**Texto**
══════════════════════════════

Há quinze dias tento fazer paisagens. Passo todos os dias na frente do mesmo jardim, das mesmas árvores e do mesmo fundo. Vi essa paisagem pela primeira vez pela manhã, o sol estava brilhando, as árvores cobertas de flores, e no fundo, bem ao longe, montanhas cobertas de neve. Era isso que eu queria pintar, mas desde então o céu está menos claro, muitas vezes chove, não vejo mais as montanhas há quinze dias as flores, as brancas e lilases, murcharam, e continuo minhas paisagens até a madrugada.

Cada dia, vejo um pouco mais que não estou vendo nada e não sei de que forma alguma como, e por meio de quê, eu poderia colocar na tela algo daquilo que vejo. Qualquer esperança de restituir a visão do primeiro dia desaparece, mas isso é-me  bastante indiferente. Essa paisagem devia ser apenas um começo, é isso que eu tenho o tempo inteiro sob os olhos na frente da porta do meu atelier, vi muitas outras nos arredores que queria fazer  também , uma eu até comecei um dia. Pensei que poderia fazer toda uma série de paisagens, da manhã, da noite, algumas com grandes conjuntos, outras com árvores, e outras ainda com o rio.

Mas eu não penso  mais nisso, aquelas que estão na frente da porta são me suficientes por meses, e ainda assim eu seria obrigado a me limitar, primeiro a uma só parte dessa paisagem, e em seguida provavelmente a uma só árvore, e no final, a apenas um galho. E quer eu faça a paisagem ou flores num vaso, ou um vaso com flores ressecadas, ou somente o vaso, ou outros objetos que estão na mesa, isso não tem mais nenhuma importância. Ou uma figura no cômodo com os objetos que o cercam, e voltarei bem rápido ao mesmo assunto que estou tentando pintar há anos, e as paisagens seriam uma vez mais adiadas para mais tarde, ou, em todo caso, não vejo quando poderia ir mais longe do que aquela que vejo pela minha janela ou na frente de minha porta.

══════════════════════════════

Itens de pontos rotulados
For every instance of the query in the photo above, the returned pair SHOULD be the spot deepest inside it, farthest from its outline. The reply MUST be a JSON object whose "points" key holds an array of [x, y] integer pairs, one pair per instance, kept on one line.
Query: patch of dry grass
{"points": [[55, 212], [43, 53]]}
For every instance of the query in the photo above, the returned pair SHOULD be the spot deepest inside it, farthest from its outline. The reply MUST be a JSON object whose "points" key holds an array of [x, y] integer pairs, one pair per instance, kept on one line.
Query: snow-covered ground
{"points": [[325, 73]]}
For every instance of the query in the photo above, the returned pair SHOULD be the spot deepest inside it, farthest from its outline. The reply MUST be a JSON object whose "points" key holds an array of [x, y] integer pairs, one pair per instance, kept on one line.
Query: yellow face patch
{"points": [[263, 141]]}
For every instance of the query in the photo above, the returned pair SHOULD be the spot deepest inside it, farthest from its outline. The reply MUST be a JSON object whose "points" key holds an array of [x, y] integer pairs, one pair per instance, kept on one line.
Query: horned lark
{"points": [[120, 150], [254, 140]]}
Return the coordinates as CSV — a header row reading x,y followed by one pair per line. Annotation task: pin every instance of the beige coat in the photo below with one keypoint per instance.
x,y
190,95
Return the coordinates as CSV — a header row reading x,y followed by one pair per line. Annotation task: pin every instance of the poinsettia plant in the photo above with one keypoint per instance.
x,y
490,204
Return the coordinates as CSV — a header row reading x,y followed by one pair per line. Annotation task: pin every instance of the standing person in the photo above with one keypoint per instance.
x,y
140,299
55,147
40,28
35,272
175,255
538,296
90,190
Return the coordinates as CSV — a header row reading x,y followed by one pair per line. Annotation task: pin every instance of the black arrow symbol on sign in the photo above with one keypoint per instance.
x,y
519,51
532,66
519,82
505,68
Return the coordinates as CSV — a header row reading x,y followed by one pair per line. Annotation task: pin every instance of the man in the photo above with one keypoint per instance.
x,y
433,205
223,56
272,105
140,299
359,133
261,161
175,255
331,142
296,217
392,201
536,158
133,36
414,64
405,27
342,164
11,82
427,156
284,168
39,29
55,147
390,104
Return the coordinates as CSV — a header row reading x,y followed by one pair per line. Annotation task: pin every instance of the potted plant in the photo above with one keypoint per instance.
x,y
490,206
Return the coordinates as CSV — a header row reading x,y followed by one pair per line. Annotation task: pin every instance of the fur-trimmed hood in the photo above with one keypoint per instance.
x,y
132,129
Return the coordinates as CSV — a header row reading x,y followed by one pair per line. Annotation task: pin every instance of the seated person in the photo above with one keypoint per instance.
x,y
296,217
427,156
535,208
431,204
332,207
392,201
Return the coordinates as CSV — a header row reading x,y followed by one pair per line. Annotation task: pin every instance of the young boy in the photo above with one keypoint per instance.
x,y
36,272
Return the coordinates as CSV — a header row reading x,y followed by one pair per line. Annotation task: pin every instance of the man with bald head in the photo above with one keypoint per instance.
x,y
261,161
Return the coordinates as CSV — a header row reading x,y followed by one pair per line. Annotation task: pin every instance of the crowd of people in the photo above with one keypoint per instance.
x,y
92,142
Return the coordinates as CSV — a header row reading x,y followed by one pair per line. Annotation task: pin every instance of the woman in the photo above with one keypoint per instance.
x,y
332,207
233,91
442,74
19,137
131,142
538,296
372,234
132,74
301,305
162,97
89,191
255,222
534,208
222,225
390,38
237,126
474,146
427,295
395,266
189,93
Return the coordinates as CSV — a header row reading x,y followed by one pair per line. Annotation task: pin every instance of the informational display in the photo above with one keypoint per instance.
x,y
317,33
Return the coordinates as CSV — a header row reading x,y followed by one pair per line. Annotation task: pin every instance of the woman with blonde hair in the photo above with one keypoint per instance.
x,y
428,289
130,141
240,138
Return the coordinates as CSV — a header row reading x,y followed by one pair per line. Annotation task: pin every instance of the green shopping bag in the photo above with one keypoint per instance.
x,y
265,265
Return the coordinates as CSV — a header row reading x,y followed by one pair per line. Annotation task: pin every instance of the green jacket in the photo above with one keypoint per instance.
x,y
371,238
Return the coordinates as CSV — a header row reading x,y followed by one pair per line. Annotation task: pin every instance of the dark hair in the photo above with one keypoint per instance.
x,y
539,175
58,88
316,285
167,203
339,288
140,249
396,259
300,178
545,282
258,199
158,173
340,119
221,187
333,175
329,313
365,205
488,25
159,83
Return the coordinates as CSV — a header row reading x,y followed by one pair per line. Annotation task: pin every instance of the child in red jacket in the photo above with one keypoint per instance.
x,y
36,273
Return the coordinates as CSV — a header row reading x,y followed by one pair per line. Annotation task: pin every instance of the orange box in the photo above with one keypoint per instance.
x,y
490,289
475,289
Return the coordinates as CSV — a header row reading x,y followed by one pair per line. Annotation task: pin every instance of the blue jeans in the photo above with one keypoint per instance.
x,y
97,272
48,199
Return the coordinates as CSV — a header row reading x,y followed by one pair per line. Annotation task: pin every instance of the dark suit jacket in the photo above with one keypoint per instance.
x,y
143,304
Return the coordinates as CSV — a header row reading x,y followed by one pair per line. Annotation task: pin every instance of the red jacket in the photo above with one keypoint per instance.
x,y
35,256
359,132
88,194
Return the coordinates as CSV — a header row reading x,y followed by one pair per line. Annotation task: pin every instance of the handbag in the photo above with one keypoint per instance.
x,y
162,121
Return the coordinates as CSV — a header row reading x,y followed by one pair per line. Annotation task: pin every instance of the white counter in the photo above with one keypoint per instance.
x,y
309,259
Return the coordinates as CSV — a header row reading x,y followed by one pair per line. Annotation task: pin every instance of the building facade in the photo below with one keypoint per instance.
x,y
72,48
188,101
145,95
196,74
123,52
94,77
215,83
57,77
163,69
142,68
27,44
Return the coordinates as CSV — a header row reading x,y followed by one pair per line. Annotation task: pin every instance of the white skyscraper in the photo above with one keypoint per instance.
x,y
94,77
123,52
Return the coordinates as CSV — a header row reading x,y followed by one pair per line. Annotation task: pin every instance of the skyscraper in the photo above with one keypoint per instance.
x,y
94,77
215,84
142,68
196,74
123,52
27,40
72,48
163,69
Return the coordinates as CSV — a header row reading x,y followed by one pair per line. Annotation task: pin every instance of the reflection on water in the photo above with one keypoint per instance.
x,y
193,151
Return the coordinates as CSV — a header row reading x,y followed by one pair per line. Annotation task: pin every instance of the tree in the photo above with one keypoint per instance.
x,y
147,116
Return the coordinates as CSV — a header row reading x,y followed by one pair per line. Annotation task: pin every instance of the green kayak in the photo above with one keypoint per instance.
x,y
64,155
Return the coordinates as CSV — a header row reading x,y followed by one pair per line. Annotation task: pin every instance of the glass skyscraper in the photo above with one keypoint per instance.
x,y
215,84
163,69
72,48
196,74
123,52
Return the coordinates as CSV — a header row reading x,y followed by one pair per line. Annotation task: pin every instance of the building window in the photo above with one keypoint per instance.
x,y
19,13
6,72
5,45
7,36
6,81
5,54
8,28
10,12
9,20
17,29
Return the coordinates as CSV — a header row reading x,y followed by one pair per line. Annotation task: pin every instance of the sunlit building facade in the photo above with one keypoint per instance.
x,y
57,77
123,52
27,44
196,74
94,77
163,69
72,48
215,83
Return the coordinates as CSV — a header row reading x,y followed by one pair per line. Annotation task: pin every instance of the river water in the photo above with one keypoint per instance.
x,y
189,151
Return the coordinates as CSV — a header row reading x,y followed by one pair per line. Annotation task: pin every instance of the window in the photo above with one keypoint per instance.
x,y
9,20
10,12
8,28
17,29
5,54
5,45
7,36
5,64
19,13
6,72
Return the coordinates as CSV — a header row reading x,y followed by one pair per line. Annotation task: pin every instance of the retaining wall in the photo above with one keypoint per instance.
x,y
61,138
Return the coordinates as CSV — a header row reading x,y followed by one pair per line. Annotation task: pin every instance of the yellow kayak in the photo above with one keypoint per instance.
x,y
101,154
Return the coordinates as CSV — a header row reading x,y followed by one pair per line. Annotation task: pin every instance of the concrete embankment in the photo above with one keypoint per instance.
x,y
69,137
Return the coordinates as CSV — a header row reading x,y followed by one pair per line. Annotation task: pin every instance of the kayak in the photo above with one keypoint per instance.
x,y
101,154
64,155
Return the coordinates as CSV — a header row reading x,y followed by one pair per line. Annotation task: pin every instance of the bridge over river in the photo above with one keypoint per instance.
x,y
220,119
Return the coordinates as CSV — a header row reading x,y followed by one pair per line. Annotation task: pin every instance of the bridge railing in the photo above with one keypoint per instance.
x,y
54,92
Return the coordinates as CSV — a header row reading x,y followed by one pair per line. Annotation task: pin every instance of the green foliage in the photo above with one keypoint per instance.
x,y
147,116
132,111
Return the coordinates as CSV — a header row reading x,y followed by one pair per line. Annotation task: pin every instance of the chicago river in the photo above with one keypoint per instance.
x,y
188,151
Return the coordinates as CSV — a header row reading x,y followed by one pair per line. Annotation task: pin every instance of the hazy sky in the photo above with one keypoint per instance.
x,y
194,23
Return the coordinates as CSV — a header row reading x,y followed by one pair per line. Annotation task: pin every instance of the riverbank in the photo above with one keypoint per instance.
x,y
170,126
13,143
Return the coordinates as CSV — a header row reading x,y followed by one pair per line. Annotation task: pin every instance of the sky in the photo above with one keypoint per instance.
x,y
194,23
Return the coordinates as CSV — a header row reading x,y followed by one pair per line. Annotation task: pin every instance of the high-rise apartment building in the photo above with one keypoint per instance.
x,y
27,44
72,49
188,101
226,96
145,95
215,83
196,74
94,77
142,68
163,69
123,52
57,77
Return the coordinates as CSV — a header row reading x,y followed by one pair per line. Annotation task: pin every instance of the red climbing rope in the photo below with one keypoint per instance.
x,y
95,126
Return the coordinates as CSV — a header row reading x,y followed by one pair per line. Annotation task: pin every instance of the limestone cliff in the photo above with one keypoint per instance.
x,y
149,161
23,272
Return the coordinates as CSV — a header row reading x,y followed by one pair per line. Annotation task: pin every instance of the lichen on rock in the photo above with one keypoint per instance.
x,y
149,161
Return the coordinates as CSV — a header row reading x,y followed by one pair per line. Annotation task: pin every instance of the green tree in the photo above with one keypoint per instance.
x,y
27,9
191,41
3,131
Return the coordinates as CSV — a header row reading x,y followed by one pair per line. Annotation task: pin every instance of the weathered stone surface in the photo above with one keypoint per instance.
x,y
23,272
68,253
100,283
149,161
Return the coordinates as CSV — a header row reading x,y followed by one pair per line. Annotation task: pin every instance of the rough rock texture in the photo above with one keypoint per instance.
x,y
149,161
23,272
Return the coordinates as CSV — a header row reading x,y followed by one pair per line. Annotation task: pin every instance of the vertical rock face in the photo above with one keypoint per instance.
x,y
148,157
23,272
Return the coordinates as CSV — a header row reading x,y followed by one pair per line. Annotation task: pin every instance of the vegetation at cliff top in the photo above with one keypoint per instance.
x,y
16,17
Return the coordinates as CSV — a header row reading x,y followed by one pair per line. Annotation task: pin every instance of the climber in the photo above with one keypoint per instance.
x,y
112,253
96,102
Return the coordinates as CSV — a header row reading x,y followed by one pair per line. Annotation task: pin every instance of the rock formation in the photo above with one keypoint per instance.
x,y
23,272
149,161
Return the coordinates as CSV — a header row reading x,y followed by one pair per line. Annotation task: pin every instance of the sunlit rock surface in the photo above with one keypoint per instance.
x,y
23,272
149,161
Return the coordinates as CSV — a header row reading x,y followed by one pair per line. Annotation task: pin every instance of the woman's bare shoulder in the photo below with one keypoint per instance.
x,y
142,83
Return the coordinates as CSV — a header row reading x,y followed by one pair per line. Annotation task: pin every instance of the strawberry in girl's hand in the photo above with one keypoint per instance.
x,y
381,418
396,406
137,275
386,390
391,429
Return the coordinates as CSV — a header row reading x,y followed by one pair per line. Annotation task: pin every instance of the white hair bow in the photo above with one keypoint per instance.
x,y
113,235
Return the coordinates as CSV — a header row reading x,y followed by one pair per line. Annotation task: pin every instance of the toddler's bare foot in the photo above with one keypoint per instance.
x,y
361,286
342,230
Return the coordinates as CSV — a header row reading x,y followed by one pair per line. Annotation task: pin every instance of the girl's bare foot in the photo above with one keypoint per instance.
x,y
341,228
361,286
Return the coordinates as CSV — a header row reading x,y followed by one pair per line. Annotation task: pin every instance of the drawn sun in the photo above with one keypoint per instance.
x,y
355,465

══════════════════════════════

**Tarefas e exercícios**
A – Duplique o trecho do texto que começa nas palavras "Mas eu não penso  mais" e termina logo após "de minha porta.".
B – De acordo com o texto, o que se via ao fundo, bem ao longe, na primeira vez em que a paisagem foi vista?
Os itens não desempenham nenhum papel aqui.

**Respostas em ordem**
A –
Mas eu não penso  mais nisso, aquelas que estão na frente da porta são me suficientes por meses, e ainda assim eu seria obrigado a me limitar, primeiro a uma só parte dessa paisagem, e em seguida provavelmente a uma só árvore, e no final, a apenas um galho. E quer eu faça a paisagem ou flores num vaso, ou um vaso com flores ressecadas, ou somente o vaso, ou outros objetos que estão na mesa, isso não tem mais nenhuma importância. Ou uma figura no cômodo com os objetos que o cercam, e voltarei bem rápido ao mesmo assunto que estou tentando pintar há anos, e as paisagens seriam uma vez mais adiadas para mais tarde, ou, em todo caso, não vejo quando poderia ir mais longe do que aquela que vejo pela minha janela ou na frente de minha porta.

B – Montanhas cobertas de neve.